§ Task prompt: Rewrite every line of the entries, starting at the line that contains "Target = rocky shoreline" and ending at the end of the entries, requests included, and scale each coordinate in the answers by 1.4, rounding to whole numbers with halves rounded up. Leave the pictures out of your answer.

§ Information given:
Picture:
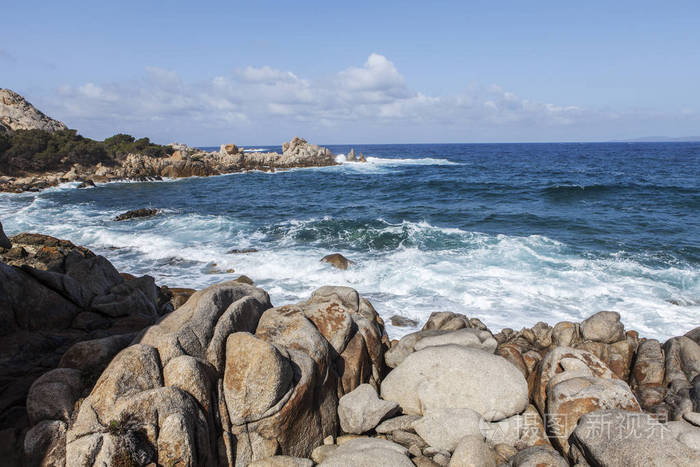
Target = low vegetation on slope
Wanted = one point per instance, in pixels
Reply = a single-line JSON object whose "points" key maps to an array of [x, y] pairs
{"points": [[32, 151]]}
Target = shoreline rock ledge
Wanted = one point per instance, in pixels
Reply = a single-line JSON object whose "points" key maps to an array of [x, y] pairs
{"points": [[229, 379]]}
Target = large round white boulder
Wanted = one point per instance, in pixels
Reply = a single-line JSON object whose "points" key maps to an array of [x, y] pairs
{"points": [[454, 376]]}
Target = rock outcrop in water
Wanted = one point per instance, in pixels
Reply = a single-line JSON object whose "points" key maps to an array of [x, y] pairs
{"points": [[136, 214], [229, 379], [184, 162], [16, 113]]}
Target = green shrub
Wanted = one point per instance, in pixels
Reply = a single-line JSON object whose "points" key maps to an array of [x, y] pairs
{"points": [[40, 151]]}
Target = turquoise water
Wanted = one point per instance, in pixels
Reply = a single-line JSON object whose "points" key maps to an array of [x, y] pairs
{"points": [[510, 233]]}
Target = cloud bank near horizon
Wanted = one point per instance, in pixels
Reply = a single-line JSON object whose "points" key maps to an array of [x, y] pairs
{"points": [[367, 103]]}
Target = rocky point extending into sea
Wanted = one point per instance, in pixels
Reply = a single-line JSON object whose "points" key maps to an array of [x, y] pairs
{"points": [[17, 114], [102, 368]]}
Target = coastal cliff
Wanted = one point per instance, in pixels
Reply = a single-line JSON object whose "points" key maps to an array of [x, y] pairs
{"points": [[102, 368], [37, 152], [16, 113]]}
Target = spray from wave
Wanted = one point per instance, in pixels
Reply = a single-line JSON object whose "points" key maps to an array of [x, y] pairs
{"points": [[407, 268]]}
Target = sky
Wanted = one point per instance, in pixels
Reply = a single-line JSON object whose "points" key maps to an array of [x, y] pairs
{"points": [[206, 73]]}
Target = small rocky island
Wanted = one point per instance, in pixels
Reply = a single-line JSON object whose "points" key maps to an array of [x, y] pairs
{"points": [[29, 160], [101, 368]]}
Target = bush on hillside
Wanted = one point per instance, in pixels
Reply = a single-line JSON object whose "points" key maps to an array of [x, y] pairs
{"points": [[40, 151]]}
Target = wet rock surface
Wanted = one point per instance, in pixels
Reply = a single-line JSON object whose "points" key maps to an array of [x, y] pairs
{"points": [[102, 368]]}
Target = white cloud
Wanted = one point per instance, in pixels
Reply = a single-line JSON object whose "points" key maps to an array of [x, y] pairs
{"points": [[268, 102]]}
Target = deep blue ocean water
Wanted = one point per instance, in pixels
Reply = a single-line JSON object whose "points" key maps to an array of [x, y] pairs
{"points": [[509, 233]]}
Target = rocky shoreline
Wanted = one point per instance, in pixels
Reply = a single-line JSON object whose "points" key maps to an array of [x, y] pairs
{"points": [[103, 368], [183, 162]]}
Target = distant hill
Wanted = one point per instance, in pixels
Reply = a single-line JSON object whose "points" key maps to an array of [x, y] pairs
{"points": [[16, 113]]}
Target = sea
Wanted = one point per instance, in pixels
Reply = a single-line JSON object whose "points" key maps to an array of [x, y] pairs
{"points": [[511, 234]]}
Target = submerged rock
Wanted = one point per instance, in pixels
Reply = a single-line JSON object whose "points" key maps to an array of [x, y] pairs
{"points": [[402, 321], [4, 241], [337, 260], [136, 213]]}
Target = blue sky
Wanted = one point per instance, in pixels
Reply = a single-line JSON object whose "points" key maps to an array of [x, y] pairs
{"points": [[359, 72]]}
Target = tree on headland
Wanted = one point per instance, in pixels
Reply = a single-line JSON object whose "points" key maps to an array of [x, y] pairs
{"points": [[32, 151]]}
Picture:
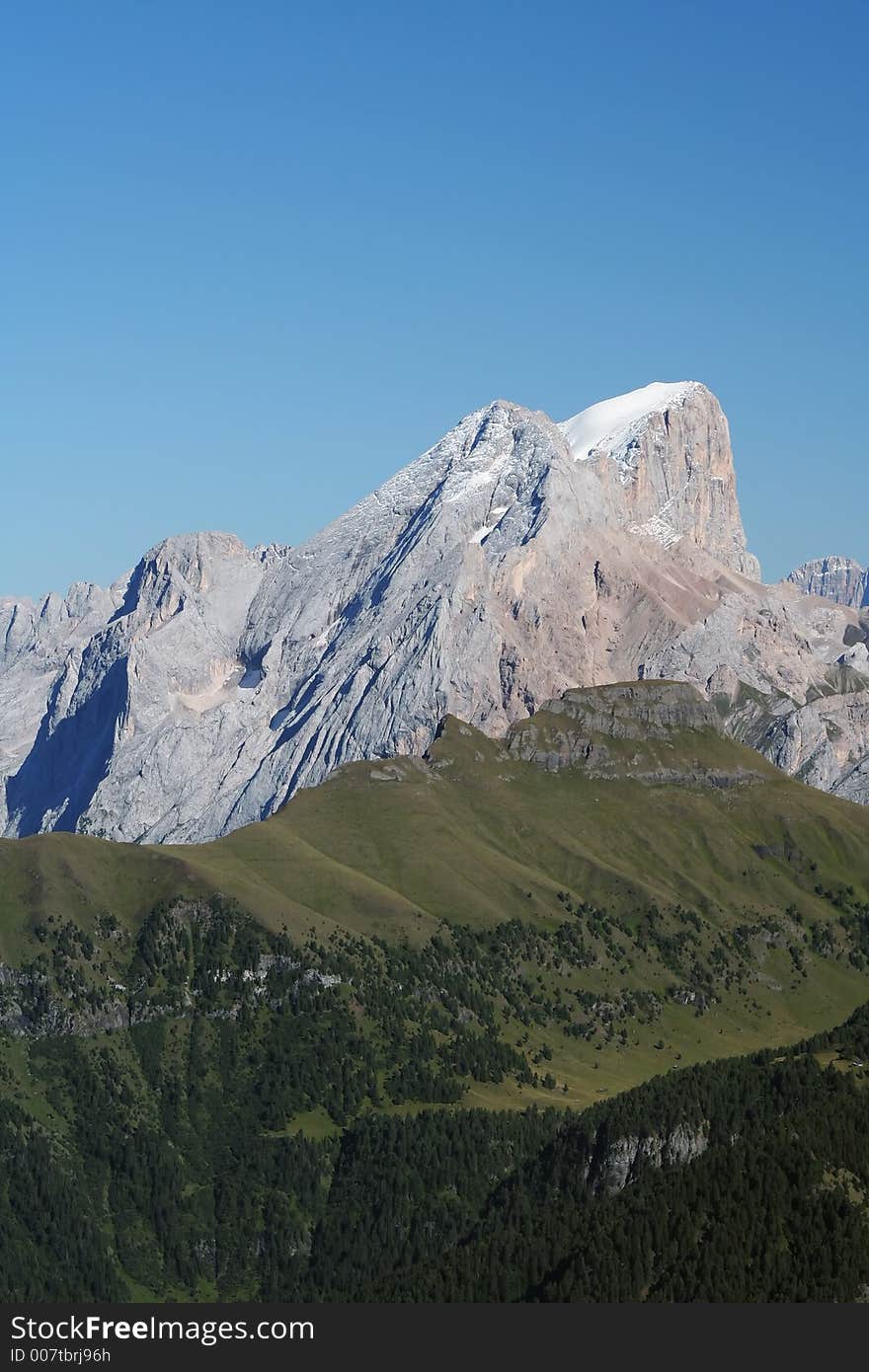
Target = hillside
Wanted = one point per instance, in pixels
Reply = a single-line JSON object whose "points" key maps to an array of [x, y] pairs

§ Reply:
Target = rocky shoreline
Wanted = one point per instance, in pixels
Reply = a single-line JSON object whose "points" key maps to an array of [x, y] pairs
{"points": [[144, 515], [256, 227]]}
Target = distant hill
Wanted = one point per instance, in pixels
Reply = a single-line JSON object whose "points" key maps to an array of [x, y] pairs
{"points": [[22, 158]]}
Target = sea
Wanted = one point per instance, in pixels
Reply = a single-line JSON object whose "points" key maps to an array of [x, y] pairs
{"points": [[715, 328]]}
Target = submerged rock
Wanted = one point per instance, in pixels
Reply = a single-line JSON object whose "points" key maps to an array of [x, y] pairs
{"points": [[563, 449], [6, 337], [472, 364], [190, 298]]}
Target = blue sky
Wanted = one point per instance, in pixels
Reply = a single-line JSON object whose "points" key maps to an array of [x, y] pairs
{"points": [[503, 101]]}
Target = tree on headland
Wanted = one point per instance, in pixels
Reply = a single-line JSON object whose "points" key maps to an array of [x, y] pairs
{"points": [[45, 211]]}
Picture:
Target = hillside
Wanted = one point per instance, in pixels
Reply = a single-line JSON object whose "points" key maps to an array of [x, y] pairs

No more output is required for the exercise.